Le plafonnement des coûts manque l'objectif visé

FMH
Édition
2021/22
DOI:
https://doi.org/10.4414/bms.2021.19910
Bull Med Suisses. 2021;102(22):723

Affiliations
Dr méd., membre du Comité central de la FMH, responsable du département Médecine et tarifs ambulatoires

Publié le 02.06.2021

Quel que soit le nom qu’on veuille lui donner, objectif de maîtrise des coûts ou frein à l’augmentation des coûts [1], la mesure n’est qu’un plafond de coûts déguisé, imposé dans le secteur ambulatoire. On ne trouve bien entendu rien de tel dans la LAMal. Dans un avis de droit que lui a demandé la FMH, le Prof. Ueli Kieser conclut d’ailleurs à la non-constitutionnalité de la mesure. La LAMal se fonde en effet sur le principe de l’assurance et garantit aux assurés l’accès aux prestations définies dans le cadre de l’assurance obligatoire des soins (AOS). Cet accès ne peut souffrir aucune restriction destinée à piloter les coûts ou à en freiner l’évolution. Prenons l’exemple d’une assurance auto: imaginerait-on qu’un assureur refuse de couvrir un sinistre au prétexte qu’il a atteint son quota d’accidents?
Maintenant que la mesure «objectifs de coûts» a été sortie du 2e volet de mesures et transformée en contre-projet indirect à l’initiative pour un frein aux coûts (cf. en p. 728, «L’objectif de maîtrise des coûts et son étonnant parcours au Conseil fédéral»), il nous faut l’examiner à la loupe et vérifier si elle peut effectivement faire office de contre-projet. On voit tout de suite que les économies visées se feraient aux dépens des patients, car elles entraveraient l’accès aux prestations et péjoreraient la qualité des soins. On veut inciter les médecins à «piloter» la prise en charge des patients selon des critères de coûts politiques et donc – de facto – à restreindre leurs prestations.

__Entrées extraites__
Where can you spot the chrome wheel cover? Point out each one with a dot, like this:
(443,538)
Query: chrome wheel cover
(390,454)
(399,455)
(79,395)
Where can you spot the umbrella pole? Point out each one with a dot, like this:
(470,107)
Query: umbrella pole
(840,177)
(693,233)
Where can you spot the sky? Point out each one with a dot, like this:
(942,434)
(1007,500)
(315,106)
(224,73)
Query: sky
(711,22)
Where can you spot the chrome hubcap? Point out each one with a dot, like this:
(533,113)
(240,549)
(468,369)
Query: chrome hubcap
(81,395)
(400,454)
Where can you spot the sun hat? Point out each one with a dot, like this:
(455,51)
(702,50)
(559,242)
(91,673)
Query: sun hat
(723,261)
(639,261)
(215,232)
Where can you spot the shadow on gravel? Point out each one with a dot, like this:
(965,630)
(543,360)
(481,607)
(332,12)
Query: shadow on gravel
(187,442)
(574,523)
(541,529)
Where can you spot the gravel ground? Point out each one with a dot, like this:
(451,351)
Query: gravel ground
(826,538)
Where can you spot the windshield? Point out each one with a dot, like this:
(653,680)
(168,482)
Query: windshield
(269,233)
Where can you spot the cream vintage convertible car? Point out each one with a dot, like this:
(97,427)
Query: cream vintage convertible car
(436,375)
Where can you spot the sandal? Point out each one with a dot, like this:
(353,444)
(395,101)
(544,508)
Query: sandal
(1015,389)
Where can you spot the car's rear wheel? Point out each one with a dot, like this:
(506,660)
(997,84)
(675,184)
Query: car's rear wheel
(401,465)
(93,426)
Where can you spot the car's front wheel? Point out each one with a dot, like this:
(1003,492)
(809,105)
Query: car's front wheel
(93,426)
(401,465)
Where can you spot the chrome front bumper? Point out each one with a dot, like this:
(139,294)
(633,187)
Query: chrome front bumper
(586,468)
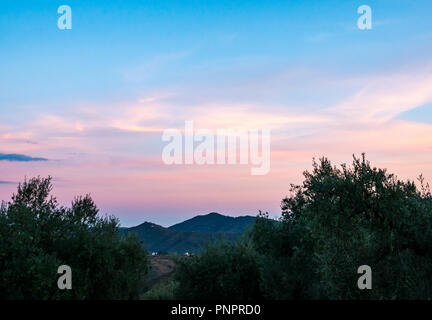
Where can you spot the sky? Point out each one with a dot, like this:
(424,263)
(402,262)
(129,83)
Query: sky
(88,105)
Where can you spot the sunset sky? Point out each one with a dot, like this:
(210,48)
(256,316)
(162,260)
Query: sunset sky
(88,105)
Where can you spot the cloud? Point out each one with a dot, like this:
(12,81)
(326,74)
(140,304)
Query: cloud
(19,157)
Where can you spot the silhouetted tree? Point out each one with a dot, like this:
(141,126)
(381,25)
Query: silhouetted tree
(37,236)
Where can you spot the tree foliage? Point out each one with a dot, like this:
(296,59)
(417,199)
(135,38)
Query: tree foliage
(335,221)
(37,235)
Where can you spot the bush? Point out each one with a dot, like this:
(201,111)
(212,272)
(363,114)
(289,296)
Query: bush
(223,271)
(339,219)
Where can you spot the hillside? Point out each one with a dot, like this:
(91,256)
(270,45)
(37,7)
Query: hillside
(159,239)
(215,223)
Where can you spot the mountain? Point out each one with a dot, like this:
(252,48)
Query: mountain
(215,222)
(190,235)
(159,239)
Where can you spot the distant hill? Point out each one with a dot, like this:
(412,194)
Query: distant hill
(190,235)
(160,239)
(215,222)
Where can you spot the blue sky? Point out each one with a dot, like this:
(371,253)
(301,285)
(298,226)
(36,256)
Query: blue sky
(90,99)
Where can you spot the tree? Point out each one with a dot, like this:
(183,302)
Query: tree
(224,271)
(37,235)
(340,219)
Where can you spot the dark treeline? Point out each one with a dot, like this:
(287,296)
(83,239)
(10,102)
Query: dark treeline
(37,236)
(338,219)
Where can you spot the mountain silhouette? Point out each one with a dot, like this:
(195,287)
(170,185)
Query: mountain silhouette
(215,222)
(190,235)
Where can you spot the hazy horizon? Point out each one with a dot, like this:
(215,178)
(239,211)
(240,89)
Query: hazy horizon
(88,105)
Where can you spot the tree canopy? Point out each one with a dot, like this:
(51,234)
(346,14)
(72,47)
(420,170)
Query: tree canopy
(37,235)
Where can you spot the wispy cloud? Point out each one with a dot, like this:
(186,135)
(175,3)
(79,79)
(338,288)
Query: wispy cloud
(8,182)
(19,158)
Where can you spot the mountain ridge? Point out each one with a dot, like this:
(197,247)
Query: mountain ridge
(190,235)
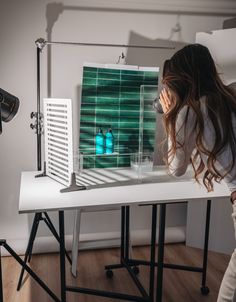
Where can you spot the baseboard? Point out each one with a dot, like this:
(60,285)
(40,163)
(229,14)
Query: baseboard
(95,240)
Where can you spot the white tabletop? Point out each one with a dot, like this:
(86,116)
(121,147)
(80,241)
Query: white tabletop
(43,194)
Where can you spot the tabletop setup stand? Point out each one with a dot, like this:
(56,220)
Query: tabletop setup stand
(131,265)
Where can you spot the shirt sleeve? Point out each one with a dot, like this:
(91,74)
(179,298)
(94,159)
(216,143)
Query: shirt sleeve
(185,141)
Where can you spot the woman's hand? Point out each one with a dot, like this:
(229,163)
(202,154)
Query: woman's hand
(165,100)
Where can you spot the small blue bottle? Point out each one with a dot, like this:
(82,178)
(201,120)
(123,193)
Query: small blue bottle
(109,142)
(99,142)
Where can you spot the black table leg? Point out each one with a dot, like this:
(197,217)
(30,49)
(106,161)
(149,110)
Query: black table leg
(153,252)
(127,216)
(28,252)
(62,256)
(204,288)
(161,241)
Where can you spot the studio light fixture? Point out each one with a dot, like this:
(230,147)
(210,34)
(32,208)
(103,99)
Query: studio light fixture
(9,105)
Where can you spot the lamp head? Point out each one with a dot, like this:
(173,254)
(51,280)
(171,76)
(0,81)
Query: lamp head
(9,105)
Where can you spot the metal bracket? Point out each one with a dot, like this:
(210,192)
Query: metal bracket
(38,123)
(40,43)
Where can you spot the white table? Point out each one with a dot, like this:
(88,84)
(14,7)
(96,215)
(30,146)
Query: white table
(43,194)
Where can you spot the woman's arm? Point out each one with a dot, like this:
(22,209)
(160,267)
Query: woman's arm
(185,140)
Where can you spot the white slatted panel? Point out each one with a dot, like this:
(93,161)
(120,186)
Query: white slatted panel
(58,139)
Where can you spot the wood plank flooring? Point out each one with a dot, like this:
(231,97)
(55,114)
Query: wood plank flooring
(178,285)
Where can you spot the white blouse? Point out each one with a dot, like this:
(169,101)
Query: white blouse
(186,143)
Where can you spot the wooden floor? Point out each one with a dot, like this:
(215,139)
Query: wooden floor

__Votre tâche__
Relevez chacun des sigles qui apparaissent dans l'extrait sur le plafonnement des coûts, en citant chacun une seule fois. Vous n'aurez pas besoin des items.

__Résultat__
FMH, DOI, LAMal, AOS